→ **Tasks and exercises**:
A. In the news report on Biogen's multiple sclerosis drug Tysabri, how many PML cases had Biogen confirmed by the end of July?
B. Extend the news report on Biogen's multiple sclerosis drug Tysabri beyond its final sentence.

Start of Excerpt to read

BOSTON - Biogen Idec Inc said on Tuesday it would be premature to conclude that the risk of developing a potentially deadly brain infection increases the longer patients take its multiple sclerosis drug Tysabri.
The company told investors at the Morgan Stanley healthcare conference that despite two new reports of patients who have developed progressive multifocal leukoencephalopathy, or PML, it is too early to draw any specific conclusion.
Cambridge, Massachusetts-based Biogen, which sells Tysabri with Irish drugmaker Elan Corp Plc ceased updating investors with the number of patients who developed PML at the end of July, as part of a broader strategy to focus more on the positive aspects of the drug.
At that time, Biogen had confirmed 11 cases of PML since the drug was relaunched in July 2006. It had been temporarily withdrawn in 2005 because of its links to PML.
Recently, however, two new cases have emerged, bringing the total to 13. One case was reported in the New England Journal of Medicine. The other was reported by Ralf Gold, of the Ruhr University Bochum in Germany, who presented the data recently at the European Committee for Treatment and Research in Multiple Sclerosis.

End of Excerpt to read
Start of Record set

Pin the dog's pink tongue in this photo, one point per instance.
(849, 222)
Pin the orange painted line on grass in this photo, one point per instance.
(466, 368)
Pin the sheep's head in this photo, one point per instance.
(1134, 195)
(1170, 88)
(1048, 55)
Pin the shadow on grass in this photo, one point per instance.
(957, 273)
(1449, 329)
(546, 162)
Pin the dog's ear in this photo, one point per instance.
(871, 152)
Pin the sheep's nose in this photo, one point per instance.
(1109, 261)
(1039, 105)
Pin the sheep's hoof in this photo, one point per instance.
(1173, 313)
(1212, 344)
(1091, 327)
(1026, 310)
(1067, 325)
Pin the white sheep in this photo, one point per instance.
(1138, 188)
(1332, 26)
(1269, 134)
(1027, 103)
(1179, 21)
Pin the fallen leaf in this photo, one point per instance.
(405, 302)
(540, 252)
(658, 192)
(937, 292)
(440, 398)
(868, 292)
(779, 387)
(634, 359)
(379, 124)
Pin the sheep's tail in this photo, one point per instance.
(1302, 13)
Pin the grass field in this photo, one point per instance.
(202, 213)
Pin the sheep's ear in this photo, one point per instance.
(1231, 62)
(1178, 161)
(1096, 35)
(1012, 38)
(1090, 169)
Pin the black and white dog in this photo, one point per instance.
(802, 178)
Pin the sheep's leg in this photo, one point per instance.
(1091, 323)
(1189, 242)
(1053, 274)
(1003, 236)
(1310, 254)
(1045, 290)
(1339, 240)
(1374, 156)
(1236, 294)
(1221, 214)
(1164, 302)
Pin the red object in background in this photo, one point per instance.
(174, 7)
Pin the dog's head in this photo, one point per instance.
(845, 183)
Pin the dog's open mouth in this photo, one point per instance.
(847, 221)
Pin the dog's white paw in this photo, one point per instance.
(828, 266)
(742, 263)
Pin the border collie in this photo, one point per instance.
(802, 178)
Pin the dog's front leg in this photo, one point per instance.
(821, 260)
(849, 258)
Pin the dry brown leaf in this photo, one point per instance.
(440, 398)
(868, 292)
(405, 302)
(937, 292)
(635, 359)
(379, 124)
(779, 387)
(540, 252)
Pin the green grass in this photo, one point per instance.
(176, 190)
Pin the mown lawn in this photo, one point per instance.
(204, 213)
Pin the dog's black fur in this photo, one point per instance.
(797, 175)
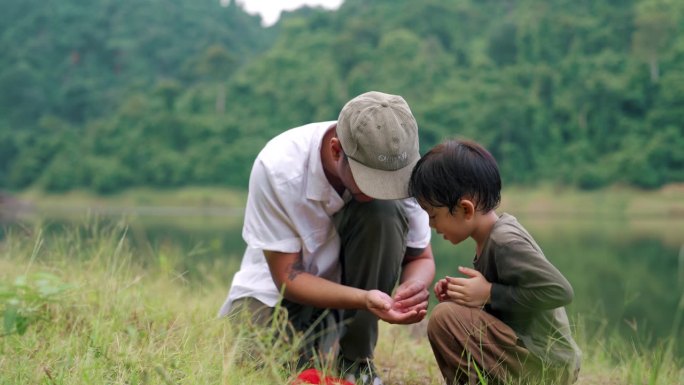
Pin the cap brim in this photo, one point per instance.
(380, 184)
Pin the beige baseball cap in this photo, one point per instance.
(379, 135)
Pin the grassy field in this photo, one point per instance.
(87, 308)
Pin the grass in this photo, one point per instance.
(98, 311)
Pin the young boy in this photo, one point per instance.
(505, 319)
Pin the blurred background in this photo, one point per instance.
(581, 102)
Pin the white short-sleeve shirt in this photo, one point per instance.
(289, 209)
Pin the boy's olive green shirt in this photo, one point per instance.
(528, 293)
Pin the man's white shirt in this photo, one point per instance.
(289, 209)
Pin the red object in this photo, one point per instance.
(313, 376)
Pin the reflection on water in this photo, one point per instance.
(627, 273)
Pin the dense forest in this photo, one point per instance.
(110, 94)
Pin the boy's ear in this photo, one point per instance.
(468, 208)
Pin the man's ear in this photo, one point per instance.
(336, 148)
(468, 208)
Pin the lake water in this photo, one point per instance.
(627, 272)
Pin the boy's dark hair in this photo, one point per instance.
(457, 169)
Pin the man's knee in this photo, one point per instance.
(378, 216)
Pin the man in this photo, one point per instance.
(329, 222)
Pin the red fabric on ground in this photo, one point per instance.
(313, 376)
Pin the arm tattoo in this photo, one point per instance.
(296, 268)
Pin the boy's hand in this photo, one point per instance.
(441, 290)
(473, 291)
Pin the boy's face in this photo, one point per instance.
(454, 227)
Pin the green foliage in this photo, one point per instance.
(185, 92)
(28, 300)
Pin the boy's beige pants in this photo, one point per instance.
(467, 340)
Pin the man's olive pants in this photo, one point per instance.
(373, 239)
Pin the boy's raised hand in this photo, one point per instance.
(472, 291)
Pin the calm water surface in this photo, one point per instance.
(627, 272)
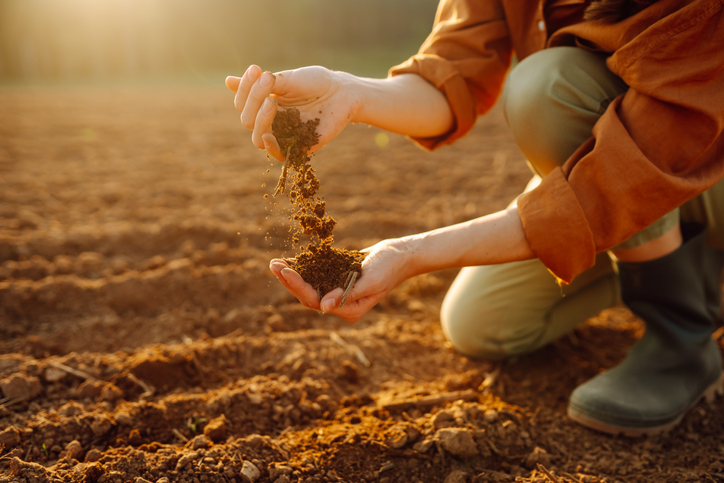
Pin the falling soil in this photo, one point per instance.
(322, 266)
(143, 337)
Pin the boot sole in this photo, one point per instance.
(714, 390)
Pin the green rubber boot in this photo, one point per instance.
(676, 362)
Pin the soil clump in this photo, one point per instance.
(143, 337)
(322, 266)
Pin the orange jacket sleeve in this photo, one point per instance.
(657, 146)
(466, 56)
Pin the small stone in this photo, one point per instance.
(111, 392)
(457, 442)
(199, 442)
(71, 409)
(457, 476)
(21, 387)
(53, 374)
(75, 450)
(92, 456)
(280, 470)
(185, 460)
(490, 415)
(536, 457)
(423, 446)
(101, 425)
(134, 438)
(9, 438)
(397, 437)
(216, 429)
(90, 390)
(124, 418)
(250, 471)
(443, 419)
(92, 471)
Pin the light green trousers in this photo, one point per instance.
(552, 99)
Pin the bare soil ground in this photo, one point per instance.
(143, 338)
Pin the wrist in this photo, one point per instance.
(352, 88)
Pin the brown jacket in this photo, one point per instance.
(657, 146)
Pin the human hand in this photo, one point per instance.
(384, 268)
(316, 92)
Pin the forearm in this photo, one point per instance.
(492, 239)
(405, 104)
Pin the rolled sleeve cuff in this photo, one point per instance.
(440, 73)
(556, 227)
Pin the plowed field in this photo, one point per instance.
(143, 338)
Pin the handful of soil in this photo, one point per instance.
(320, 265)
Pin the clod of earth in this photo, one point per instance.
(320, 264)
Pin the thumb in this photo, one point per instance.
(232, 82)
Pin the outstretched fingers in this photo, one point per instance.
(259, 91)
(295, 284)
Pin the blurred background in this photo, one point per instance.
(197, 41)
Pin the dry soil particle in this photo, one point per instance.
(321, 265)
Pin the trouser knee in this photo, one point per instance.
(553, 98)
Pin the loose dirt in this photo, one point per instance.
(143, 338)
(322, 266)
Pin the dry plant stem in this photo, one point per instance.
(147, 390)
(12, 401)
(75, 372)
(469, 395)
(548, 474)
(351, 278)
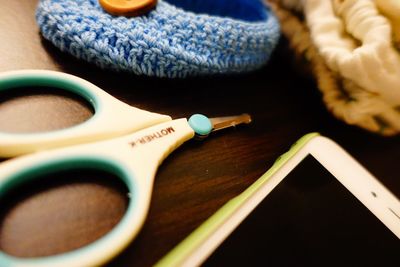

End of Record set

→ **Answers by item**:
A. 11 cases since the drug was relaunched in July 2006.

B.
Both cases occurred in Europe.
As of June 30, about 43,300 patients were taking Tysabri. More than 30,000 had taken it for more than a year and about 10,000 for more than two years. Most cases of PML so far have developed in patients taking the drug for more than a year.
Biogen has said it is looking into all possible risk factors associated with PML, including duration of treatment, but that it would be premature to conclude that there is a definitive correlation between duration and risk.
The company said it would notify investors if the number of patients who develop PML exceed the rate of one in 1,000 patients, which is the rate listed in the drug's prescribing information.